▶ **Task**: Transcribe the lines of the records starting with the one that has "bank in the photo above." in it and ending with the last, and transcribe nothing else.

▶ **Material provided**:
*** Block opens ***
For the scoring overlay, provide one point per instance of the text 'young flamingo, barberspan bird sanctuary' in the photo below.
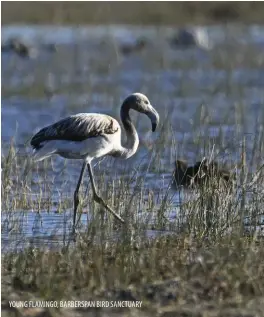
(88, 136)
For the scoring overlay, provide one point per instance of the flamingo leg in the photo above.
(76, 195)
(97, 198)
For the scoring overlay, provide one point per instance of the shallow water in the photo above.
(216, 91)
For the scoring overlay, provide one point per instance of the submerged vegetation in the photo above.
(181, 252)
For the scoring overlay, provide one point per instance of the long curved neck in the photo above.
(131, 133)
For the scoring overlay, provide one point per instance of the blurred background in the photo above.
(200, 63)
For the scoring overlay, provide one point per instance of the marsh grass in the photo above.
(202, 256)
(205, 261)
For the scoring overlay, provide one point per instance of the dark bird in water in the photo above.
(130, 48)
(18, 47)
(187, 176)
(200, 173)
(88, 136)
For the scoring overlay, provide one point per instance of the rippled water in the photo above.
(199, 92)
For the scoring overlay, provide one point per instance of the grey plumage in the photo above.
(90, 135)
(77, 127)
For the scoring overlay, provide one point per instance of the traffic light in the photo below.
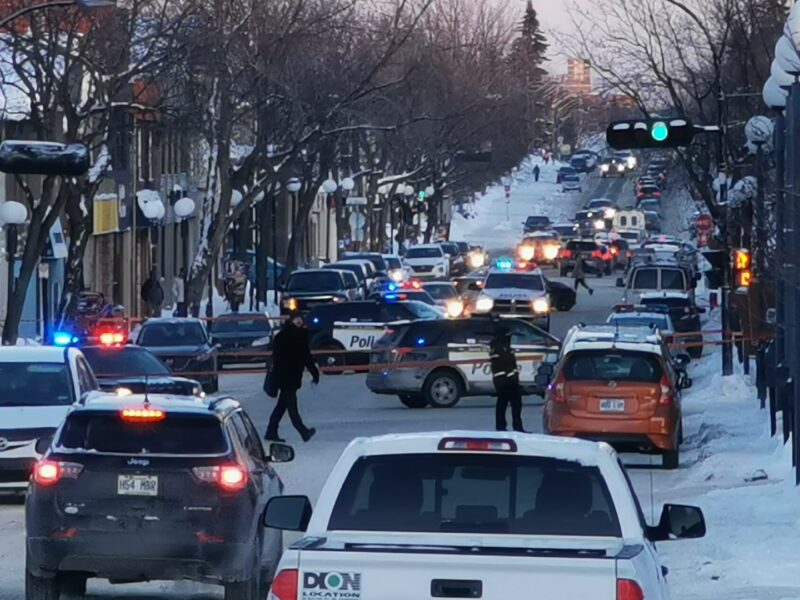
(742, 267)
(650, 133)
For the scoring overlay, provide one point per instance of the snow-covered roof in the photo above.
(47, 354)
(580, 451)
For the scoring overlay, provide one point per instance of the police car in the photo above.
(436, 363)
(509, 291)
(348, 331)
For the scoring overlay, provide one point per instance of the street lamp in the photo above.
(184, 208)
(12, 214)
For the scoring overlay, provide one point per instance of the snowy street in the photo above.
(724, 454)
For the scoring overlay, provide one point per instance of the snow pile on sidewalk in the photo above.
(743, 480)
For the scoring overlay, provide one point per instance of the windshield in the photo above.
(422, 310)
(441, 291)
(611, 365)
(176, 434)
(172, 334)
(640, 321)
(241, 324)
(34, 384)
(475, 493)
(424, 253)
(314, 281)
(124, 361)
(514, 280)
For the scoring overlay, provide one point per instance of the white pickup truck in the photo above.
(475, 515)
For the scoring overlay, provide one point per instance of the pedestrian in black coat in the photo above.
(291, 356)
(505, 376)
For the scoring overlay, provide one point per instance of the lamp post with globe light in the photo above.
(184, 208)
(12, 214)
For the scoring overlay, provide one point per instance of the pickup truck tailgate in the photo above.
(414, 574)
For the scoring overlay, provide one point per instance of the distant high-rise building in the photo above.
(579, 77)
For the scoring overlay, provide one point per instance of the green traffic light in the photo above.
(659, 131)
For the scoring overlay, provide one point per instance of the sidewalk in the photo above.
(743, 481)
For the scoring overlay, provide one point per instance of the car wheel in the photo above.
(41, 588)
(413, 400)
(72, 584)
(336, 358)
(672, 459)
(443, 389)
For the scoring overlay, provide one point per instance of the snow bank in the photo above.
(742, 479)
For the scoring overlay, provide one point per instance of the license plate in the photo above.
(612, 405)
(137, 485)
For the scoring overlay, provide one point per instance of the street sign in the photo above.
(704, 223)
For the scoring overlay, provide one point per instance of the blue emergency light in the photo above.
(64, 338)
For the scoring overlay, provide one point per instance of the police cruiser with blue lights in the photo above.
(513, 291)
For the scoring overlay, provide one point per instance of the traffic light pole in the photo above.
(727, 346)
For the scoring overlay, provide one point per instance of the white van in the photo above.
(37, 386)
*** Block closes ***
▶ **Exercise solution**:
For the scoring overlay, provide one point per instance of the snow bank in the photo above.
(742, 479)
For the scoring overlay, provide one point per instance of the license plate in the photo above.
(612, 405)
(137, 485)
For the scoring overlay, provide one point per instance of the street sign in the photo above.
(704, 223)
For the scoring overlay, provide one point per instance of the blue emergency light in the photo above.
(64, 338)
For the scoring overlay, provide one point per instance of the police cruiser with blue lights in the photo above.
(513, 291)
For the scoring overlay, provide one point per instance of the traffic light pole in the photo above.
(727, 346)
For the scoring overlay, provide one point per instance of the white van in the photo above.
(37, 386)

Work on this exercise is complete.